What you will do: Tally up the lines below with "horn" in them. Answer with the number only.

** Opening Data for the task block **

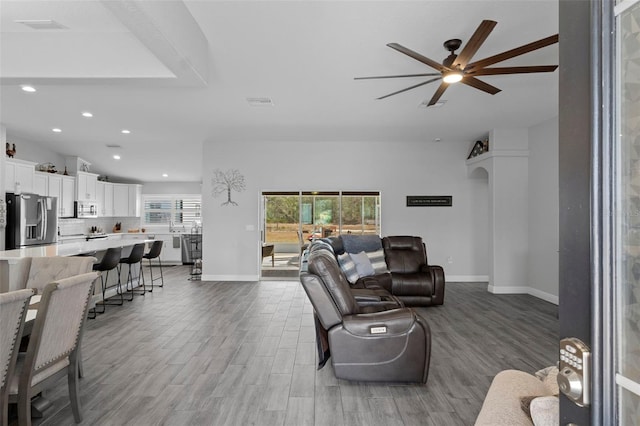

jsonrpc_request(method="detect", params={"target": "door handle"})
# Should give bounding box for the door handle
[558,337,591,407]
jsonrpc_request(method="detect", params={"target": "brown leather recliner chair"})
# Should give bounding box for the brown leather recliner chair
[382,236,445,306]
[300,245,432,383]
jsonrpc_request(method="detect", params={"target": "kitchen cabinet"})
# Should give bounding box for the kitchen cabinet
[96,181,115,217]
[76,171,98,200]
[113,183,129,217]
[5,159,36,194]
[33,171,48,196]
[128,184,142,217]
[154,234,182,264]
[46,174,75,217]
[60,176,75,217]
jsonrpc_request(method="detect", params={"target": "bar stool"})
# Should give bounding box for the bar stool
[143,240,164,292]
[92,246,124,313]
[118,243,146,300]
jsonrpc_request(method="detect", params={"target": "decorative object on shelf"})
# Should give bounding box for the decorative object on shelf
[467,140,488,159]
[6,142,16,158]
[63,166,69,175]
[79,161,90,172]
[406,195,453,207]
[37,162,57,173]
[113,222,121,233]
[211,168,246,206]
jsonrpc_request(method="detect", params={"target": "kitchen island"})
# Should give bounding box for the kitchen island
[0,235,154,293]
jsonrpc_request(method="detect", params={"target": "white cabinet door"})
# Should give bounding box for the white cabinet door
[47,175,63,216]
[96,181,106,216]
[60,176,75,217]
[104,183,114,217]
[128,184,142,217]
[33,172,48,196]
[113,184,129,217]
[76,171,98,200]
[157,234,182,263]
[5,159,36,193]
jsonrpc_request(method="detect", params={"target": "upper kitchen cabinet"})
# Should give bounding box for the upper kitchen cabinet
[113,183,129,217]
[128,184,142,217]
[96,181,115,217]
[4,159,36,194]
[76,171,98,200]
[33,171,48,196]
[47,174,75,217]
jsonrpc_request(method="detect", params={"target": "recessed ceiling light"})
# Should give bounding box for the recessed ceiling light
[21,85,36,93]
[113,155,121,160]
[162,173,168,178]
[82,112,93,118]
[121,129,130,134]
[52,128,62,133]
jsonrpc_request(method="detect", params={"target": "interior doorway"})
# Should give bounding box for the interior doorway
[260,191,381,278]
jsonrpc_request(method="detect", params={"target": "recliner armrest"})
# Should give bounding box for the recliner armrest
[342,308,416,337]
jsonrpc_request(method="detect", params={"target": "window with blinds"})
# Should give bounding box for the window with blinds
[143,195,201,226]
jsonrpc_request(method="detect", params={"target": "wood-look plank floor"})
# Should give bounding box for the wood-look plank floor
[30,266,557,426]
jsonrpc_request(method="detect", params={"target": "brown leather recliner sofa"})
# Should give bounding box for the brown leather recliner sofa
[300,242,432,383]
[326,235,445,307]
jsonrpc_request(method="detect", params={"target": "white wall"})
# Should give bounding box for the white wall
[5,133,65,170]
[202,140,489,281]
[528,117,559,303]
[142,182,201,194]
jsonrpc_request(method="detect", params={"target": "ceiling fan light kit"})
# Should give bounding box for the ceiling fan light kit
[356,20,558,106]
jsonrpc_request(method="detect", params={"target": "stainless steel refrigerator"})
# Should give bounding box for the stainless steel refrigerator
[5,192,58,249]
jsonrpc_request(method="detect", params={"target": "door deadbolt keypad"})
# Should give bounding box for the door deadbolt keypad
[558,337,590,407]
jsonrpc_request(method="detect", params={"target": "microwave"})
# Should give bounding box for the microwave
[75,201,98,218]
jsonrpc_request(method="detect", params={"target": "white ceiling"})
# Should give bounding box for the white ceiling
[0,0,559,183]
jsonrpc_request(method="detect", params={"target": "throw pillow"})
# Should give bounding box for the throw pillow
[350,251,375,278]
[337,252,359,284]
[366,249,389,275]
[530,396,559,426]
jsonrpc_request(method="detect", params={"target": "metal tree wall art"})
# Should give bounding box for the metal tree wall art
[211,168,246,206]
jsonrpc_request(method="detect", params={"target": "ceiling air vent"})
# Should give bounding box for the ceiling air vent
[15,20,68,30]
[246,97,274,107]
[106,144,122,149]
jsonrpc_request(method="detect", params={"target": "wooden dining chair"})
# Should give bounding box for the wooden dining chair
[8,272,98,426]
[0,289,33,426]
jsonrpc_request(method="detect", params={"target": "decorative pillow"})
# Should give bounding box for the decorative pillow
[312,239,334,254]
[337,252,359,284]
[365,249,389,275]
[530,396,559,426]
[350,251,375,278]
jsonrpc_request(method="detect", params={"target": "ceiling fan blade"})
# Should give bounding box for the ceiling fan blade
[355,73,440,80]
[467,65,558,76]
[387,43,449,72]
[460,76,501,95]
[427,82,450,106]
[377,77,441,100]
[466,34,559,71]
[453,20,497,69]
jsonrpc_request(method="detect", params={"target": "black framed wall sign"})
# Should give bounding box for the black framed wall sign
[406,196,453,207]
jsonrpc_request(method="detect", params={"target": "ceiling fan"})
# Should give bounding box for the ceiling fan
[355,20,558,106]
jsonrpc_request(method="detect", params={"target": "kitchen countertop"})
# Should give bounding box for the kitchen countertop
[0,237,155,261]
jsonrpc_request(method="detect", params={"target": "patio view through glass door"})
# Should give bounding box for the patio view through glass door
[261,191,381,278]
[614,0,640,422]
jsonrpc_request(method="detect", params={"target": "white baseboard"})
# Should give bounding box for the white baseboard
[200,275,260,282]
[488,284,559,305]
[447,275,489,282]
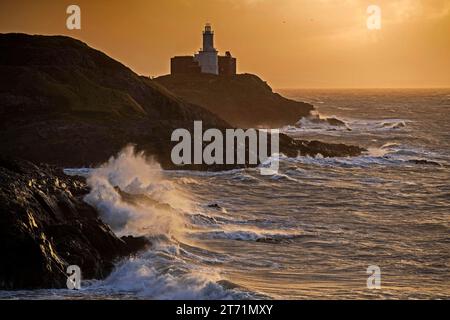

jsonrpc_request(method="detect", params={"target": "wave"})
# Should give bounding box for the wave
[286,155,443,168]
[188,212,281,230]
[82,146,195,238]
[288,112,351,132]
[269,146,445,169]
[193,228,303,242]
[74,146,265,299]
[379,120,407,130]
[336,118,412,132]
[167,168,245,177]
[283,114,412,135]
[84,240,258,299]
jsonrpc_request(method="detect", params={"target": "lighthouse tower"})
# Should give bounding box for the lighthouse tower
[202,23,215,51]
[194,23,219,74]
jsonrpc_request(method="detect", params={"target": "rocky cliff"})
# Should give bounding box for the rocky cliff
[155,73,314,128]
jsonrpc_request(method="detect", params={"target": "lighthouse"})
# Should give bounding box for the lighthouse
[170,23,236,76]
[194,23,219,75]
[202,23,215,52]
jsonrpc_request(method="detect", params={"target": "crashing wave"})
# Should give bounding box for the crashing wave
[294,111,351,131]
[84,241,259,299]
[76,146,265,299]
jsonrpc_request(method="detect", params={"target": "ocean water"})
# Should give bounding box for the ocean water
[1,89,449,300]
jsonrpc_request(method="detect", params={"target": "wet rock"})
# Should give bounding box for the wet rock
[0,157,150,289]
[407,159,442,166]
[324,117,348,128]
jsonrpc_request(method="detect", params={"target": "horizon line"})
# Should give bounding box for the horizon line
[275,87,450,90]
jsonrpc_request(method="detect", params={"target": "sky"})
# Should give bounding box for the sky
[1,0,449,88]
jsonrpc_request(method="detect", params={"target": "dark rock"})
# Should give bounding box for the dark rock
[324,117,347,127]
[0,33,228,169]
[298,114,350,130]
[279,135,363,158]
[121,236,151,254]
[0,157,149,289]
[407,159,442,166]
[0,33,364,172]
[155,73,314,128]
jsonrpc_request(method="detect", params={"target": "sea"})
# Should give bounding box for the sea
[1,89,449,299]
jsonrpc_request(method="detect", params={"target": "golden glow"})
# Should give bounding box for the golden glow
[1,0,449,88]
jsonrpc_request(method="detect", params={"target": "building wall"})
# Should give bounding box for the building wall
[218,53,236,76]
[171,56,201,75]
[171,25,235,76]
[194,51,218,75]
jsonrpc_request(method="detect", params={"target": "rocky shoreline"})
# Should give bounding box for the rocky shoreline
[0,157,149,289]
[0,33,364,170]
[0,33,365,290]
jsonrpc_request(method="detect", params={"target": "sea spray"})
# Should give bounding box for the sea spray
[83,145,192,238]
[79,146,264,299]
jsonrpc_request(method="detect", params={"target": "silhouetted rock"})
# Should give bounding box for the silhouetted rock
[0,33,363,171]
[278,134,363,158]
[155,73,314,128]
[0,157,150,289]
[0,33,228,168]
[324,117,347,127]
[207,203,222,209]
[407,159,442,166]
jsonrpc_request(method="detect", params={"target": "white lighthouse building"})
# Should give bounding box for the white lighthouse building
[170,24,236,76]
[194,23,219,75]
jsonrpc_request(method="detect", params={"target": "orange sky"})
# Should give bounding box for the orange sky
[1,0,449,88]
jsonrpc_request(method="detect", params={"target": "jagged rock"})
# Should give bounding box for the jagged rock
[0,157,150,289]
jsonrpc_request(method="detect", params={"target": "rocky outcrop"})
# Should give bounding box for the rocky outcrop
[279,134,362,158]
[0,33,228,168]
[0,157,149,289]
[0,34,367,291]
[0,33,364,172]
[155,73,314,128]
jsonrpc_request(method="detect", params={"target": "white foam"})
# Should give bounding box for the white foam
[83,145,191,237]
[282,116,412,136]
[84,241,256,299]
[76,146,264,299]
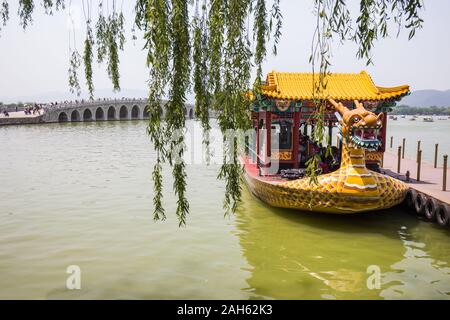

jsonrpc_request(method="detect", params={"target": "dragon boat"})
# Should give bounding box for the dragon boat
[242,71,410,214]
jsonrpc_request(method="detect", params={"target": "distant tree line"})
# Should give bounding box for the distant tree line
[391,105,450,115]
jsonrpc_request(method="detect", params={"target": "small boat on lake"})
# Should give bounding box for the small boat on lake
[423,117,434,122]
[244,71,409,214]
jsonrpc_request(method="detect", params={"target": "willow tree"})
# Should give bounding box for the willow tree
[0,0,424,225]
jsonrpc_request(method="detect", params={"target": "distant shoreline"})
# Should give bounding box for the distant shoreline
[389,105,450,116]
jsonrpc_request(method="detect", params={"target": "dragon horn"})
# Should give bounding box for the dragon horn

** Closing Data for the task block **

Answer below: 2